Required work :: Please quote only the lines that start at the one with "point per instance: scraped" and go on to the last line of the data, both ends kept.

Information given ::

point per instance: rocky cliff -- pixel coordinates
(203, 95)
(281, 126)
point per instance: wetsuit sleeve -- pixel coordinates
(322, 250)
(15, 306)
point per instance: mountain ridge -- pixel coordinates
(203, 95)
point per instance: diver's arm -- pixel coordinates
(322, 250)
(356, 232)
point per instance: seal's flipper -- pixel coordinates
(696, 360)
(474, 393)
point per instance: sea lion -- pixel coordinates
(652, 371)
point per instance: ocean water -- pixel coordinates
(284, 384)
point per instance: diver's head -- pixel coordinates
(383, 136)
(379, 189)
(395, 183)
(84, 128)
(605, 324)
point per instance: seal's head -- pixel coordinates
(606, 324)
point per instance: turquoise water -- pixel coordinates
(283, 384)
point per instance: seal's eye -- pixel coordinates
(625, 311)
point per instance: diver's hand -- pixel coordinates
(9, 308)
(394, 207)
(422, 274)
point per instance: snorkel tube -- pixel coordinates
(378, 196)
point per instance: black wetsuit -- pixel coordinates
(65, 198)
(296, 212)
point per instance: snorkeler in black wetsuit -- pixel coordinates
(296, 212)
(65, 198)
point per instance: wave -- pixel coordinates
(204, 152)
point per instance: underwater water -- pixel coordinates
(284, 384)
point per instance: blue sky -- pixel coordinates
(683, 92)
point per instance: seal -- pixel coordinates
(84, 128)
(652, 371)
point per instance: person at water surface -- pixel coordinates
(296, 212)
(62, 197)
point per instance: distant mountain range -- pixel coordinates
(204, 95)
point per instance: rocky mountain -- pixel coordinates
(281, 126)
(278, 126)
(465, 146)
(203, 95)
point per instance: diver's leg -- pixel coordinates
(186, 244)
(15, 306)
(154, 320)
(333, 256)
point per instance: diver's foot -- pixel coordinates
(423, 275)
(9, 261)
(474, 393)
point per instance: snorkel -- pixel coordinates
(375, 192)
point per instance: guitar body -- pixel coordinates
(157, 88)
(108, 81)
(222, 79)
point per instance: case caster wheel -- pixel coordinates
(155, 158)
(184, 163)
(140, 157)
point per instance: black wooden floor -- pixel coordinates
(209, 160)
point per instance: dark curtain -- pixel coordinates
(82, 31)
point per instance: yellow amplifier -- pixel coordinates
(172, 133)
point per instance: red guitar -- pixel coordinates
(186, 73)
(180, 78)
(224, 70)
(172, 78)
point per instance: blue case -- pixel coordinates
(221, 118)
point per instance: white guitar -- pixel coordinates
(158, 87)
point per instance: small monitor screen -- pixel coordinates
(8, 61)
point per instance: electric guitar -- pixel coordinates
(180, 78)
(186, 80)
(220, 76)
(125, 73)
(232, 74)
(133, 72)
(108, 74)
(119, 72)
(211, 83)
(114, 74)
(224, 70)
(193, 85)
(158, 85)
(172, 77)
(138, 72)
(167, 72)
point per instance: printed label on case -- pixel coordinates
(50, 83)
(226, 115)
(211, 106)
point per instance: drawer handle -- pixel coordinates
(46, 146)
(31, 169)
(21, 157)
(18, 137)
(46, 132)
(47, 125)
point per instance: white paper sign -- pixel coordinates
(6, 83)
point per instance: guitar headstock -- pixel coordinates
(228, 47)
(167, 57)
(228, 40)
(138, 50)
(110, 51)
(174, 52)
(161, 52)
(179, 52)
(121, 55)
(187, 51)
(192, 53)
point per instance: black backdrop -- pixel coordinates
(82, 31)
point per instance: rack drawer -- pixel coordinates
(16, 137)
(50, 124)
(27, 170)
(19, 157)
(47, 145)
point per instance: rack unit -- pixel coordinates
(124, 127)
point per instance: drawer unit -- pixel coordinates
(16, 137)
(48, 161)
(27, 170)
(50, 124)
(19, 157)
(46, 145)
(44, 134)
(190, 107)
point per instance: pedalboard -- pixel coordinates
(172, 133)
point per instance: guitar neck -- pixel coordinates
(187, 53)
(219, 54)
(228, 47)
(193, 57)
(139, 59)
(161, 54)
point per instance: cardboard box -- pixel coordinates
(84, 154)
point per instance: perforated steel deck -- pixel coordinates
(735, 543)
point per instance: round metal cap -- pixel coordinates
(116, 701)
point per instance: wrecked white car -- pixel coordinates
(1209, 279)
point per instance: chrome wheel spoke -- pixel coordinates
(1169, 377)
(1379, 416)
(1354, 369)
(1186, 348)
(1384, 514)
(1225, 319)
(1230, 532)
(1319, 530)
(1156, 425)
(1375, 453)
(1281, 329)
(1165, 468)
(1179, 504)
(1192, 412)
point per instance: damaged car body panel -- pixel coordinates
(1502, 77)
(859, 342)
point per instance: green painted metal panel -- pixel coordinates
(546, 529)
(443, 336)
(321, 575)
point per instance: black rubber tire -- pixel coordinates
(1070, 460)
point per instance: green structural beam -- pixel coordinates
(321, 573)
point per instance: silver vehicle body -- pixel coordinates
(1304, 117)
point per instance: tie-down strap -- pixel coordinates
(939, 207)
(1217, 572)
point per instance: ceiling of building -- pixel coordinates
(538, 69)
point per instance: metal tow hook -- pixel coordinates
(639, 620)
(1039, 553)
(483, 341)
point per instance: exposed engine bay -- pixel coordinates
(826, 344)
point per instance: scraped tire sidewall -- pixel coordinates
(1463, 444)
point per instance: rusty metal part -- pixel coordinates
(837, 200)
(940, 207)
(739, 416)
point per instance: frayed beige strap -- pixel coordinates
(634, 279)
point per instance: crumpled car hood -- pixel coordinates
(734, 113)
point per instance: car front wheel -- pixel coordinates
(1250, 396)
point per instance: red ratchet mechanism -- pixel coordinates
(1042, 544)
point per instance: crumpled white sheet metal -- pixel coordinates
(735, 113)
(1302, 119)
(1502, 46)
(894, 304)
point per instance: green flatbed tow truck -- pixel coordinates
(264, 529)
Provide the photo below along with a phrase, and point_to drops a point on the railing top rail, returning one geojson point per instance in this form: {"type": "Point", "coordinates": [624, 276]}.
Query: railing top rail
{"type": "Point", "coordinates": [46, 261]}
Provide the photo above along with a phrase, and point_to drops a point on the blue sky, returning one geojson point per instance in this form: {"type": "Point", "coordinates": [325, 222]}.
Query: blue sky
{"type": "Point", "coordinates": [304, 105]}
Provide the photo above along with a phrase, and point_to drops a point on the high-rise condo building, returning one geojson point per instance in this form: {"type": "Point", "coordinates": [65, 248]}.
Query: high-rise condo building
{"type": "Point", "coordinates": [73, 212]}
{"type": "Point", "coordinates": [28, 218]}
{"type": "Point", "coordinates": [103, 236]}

Reply ::
point per instance: scraped tire sidewall -- pixel coordinates
(1463, 444)
point per instance: rusty metal part -- pixel coordinates
(837, 200)
(940, 207)
(739, 416)
point per instance: frayed beige strap -- pixel coordinates
(634, 279)
point per instance: crumpled car hood -- pixel coordinates
(734, 113)
point per instance: car front wheel -- pixel coordinates
(1250, 396)
point per instance: red ratchet mechanism -- pixel coordinates
(1042, 544)
point per instance: crumpled white sheet metal -- pixel coordinates
(735, 113)
(1302, 119)
(1502, 46)
(894, 304)
point per instance: green flatbed tow truck -- pixel coordinates
(264, 529)
Provide the photo below along with a phrase, and point_to drops a point on the railing top rail, returning one geojson point per instance in this form: {"type": "Point", "coordinates": [624, 276]}.
Query: railing top rail
{"type": "Point", "coordinates": [46, 261]}
Provide the photo above along with a phrase, and point_to drops a point on the blue sky, returning one geojson point per instance in this form: {"type": "Point", "coordinates": [325, 222]}.
Query: blue sky
{"type": "Point", "coordinates": [304, 105]}
Provide the photo above along with a phrase, and point_to drops a point on the high-rise condo building, returning one geojson point per instance in this form: {"type": "Point", "coordinates": [65, 248]}.
Query: high-rise condo building
{"type": "Point", "coordinates": [73, 212]}
{"type": "Point", "coordinates": [28, 218]}
{"type": "Point", "coordinates": [103, 236]}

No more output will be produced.